A word-for-word copy of the entries, with images excluded, is the expected answer.

============

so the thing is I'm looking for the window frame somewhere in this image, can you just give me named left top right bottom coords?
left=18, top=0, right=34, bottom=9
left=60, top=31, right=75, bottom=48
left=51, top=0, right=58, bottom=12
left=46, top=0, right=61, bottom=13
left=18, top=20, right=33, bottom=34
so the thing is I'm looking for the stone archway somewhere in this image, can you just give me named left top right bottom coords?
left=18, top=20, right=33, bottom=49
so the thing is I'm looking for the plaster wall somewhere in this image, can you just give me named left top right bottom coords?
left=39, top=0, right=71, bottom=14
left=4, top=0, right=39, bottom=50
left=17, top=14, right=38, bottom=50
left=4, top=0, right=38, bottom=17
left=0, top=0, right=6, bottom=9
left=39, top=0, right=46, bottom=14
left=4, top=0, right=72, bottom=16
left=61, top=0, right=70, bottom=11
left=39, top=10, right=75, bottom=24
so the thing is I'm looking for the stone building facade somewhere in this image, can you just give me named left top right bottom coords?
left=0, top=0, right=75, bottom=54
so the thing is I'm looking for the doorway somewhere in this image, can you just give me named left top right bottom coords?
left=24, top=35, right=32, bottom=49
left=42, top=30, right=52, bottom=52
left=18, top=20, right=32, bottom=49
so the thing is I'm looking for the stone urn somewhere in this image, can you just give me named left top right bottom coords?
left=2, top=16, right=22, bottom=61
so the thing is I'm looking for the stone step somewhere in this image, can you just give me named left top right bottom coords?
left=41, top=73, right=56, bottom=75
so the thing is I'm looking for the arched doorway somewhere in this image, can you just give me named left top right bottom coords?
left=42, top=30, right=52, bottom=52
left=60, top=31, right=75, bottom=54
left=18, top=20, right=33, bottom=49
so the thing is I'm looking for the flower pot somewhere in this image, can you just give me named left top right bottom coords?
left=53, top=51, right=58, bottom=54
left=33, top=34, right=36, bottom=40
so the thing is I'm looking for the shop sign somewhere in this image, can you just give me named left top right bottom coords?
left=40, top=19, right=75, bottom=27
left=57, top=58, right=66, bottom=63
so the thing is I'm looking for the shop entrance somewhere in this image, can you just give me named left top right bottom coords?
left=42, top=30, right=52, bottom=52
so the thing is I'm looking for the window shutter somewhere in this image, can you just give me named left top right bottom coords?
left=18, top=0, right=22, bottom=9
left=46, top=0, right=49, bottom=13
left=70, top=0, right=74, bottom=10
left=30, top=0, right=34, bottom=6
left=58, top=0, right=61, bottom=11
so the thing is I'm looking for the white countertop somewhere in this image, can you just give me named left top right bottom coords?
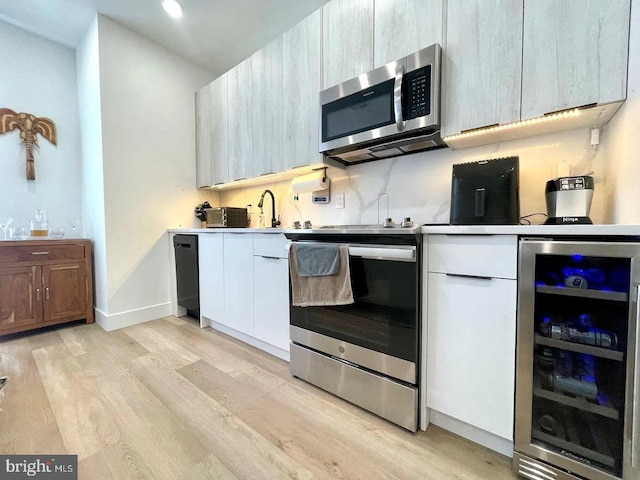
left=168, top=228, right=285, bottom=234
left=421, top=224, right=640, bottom=236
left=168, top=224, right=640, bottom=236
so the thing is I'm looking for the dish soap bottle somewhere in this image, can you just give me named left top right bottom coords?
left=258, top=208, right=266, bottom=229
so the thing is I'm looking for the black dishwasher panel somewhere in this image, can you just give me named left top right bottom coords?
left=173, top=234, right=199, bottom=320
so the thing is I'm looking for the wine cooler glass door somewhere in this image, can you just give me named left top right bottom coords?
left=515, top=240, right=640, bottom=480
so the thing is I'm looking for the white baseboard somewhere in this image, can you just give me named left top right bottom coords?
left=428, top=409, right=514, bottom=458
left=207, top=318, right=290, bottom=362
left=95, top=303, right=172, bottom=331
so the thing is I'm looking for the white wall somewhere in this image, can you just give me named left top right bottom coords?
left=604, top=0, right=640, bottom=223
left=0, top=20, right=83, bottom=235
left=95, top=16, right=216, bottom=329
left=76, top=17, right=108, bottom=312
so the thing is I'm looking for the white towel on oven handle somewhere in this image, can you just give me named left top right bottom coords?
left=289, top=244, right=354, bottom=307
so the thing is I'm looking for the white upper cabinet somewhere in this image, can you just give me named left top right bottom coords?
left=252, top=37, right=283, bottom=176
left=195, top=84, right=212, bottom=188
left=322, top=0, right=374, bottom=89
left=442, top=0, right=523, bottom=137
left=521, top=0, right=630, bottom=119
left=195, top=74, right=228, bottom=187
left=283, top=8, right=323, bottom=169
left=227, top=58, right=253, bottom=181
left=373, top=0, right=443, bottom=68
left=210, top=74, right=229, bottom=185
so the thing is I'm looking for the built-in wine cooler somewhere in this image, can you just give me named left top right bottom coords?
left=514, top=240, right=640, bottom=480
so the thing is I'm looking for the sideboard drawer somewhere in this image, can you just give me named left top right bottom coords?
left=0, top=243, right=85, bottom=263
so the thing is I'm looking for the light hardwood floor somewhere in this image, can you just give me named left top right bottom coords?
left=0, top=317, right=519, bottom=480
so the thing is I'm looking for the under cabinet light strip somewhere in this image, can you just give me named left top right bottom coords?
left=443, top=109, right=581, bottom=142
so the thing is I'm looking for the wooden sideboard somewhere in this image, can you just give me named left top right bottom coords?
left=0, top=239, right=94, bottom=335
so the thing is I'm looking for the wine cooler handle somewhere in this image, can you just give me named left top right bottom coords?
left=632, top=285, right=640, bottom=470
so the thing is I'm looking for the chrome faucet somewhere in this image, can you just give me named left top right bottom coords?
left=257, top=189, right=280, bottom=228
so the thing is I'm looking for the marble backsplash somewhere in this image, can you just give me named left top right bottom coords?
left=218, top=126, right=608, bottom=229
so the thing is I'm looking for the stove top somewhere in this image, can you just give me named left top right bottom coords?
left=283, top=223, right=422, bottom=235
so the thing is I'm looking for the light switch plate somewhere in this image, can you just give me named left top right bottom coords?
left=335, top=192, right=345, bottom=209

============

• TASK RESPONSE
so the thing is I'm looking for the window frame somewhere in this image, can you just give me named left top right bottom coords?
left=18, top=0, right=34, bottom=9
left=60, top=31, right=75, bottom=48
left=51, top=0, right=58, bottom=12
left=46, top=0, right=61, bottom=13
left=18, top=20, right=33, bottom=34
so the thing is I'm looking for the stone archway somewhere in this image, can you just give me named left top right bottom coords?
left=18, top=20, right=33, bottom=49
so the thing is I'm looking for the plaster wall somewhere in this image, can you just give me named left top right bottom coords?
left=39, top=0, right=71, bottom=14
left=4, top=0, right=39, bottom=50
left=17, top=14, right=38, bottom=50
left=4, top=0, right=38, bottom=17
left=0, top=0, right=6, bottom=9
left=39, top=0, right=46, bottom=14
left=4, top=0, right=72, bottom=16
left=61, top=0, right=70, bottom=11
left=39, top=10, right=75, bottom=24
so the thing is I'm looking for the stone building facade somewhere in this image, can you just give me named left top right bottom coords?
left=0, top=0, right=75, bottom=54
so the thing is I'm looking for the doorway somewhere in this image, can you just give me named left top right bottom coords?
left=24, top=35, right=32, bottom=49
left=42, top=30, right=52, bottom=52
left=18, top=20, right=32, bottom=49
so the thing is I'm looking for the stone urn somewhere in this image, can you just give me named left top right bottom coords?
left=2, top=16, right=22, bottom=61
so the thing is I'm looking for the stone step somewhere in this image, can you just give me named left top right bottom coords?
left=41, top=73, right=56, bottom=75
so the thing is I'm looking for the arched doorway somewhere in this image, can you just give me named left top right bottom coords?
left=42, top=30, right=52, bottom=52
left=60, top=31, right=75, bottom=54
left=18, top=20, right=33, bottom=49
so the thing is I'm looking for the flower pot somewhere in this image, can you just give me named left top right bottom coords?
left=53, top=51, right=58, bottom=54
left=33, top=34, right=36, bottom=40
so the thing is I'm looking for the shop sign somewhere in this image, can you just give me named left top right bottom coords?
left=40, top=19, right=75, bottom=27
left=57, top=58, right=66, bottom=63
so the thing is I'm looking for the shop entrance somewhere in this image, can you just give me named left top right bottom coords?
left=42, top=30, right=52, bottom=52
so the thing is I'm looking for the window shutter somewhere in this image, can you just give me named left top right bottom coords?
left=18, top=0, right=22, bottom=9
left=46, top=0, right=49, bottom=13
left=70, top=0, right=74, bottom=10
left=30, top=0, right=34, bottom=6
left=58, top=0, right=61, bottom=11
so the thing is I'm looking for the white countertop somewhere in this image, can you just give me named left top right bottom coords?
left=168, top=228, right=285, bottom=234
left=421, top=224, right=640, bottom=236
left=168, top=224, right=640, bottom=236
so the thing is I'm looking for the dish soap bottle somewhere in this image, can you just give me named left top right bottom coords?
left=258, top=208, right=266, bottom=229
so the thing is I'm looking for the black dishwasher panel somewhere in this image, can you just give me named left top right bottom coords?
left=173, top=234, right=199, bottom=320
so the thing is I'm looking for the wine cooler glass door somewhere in this image, can you just give me named left top right bottom coords?
left=515, top=240, right=640, bottom=480
so the thing is I'm looking for the white baseboard somewhere in this image, can you just give me named left top right bottom coords?
left=428, top=409, right=514, bottom=458
left=207, top=318, right=290, bottom=362
left=95, top=303, right=172, bottom=331
so the thing is I'm looking for the white wall somewhere in this image, can you just give me named left top right bottom coords?
left=604, top=0, right=640, bottom=223
left=0, top=20, right=83, bottom=235
left=95, top=16, right=216, bottom=329
left=76, top=17, right=108, bottom=312
so the thing is I'm looking for the white towel on oven handle somewhere in this image, can you just give me named left top right bottom coords?
left=289, top=244, right=354, bottom=307
so the thing is I'm looking for the white upper cabinet somewhere in this image, can you just give me named left top right bottom coords?
left=252, top=37, right=283, bottom=176
left=195, top=84, right=212, bottom=188
left=322, top=0, right=374, bottom=89
left=442, top=0, right=523, bottom=137
left=521, top=0, right=630, bottom=119
left=195, top=74, right=228, bottom=187
left=283, top=8, right=323, bottom=169
left=227, top=58, right=253, bottom=181
left=373, top=0, right=443, bottom=68
left=210, top=74, right=229, bottom=185
so the thing is I'm looking for the built-in wine cooler somewhere in this image, can you just give me named left top right bottom coords?
left=514, top=240, right=640, bottom=480
so the thing is I'm looking for the sideboard drawer somewhere in this image, can you just give me named left top right bottom coords?
left=0, top=243, right=85, bottom=263
so the thing is I'm looking for the light hardwood floor somewhere in this image, can you just give me named left top right bottom coords?
left=0, top=317, right=519, bottom=480
so the thing is I'm looking for the under cabinet light strip somewhere in this image, can you just give me named left top right bottom coords?
left=443, top=109, right=581, bottom=142
so the thing is I'm looking for the wooden sideboard somewhere in this image, can you just give me named left top right bottom coords?
left=0, top=239, right=94, bottom=335
so the thing is I'm looking for the wine cooler handle somewhere in this image, can you just give me named left top right bottom coords?
left=632, top=285, right=640, bottom=470
so the thing is I'm looking for the chrome faucet somewhere in this image, can you just give me named left top right bottom coords?
left=257, top=189, right=280, bottom=228
so the thing is I'm looking for the marble backsplash somewhere in this image, can you just give me named left top right bottom coords?
left=218, top=126, right=608, bottom=229
so the thing is I'm looking for the stove top somewhere in this image, can you just give me named left top right bottom coords?
left=283, top=223, right=422, bottom=235
so the thing is I'm looking for the light switch plate somewhere in this image, can you just give me named left top right bottom coords?
left=335, top=192, right=345, bottom=209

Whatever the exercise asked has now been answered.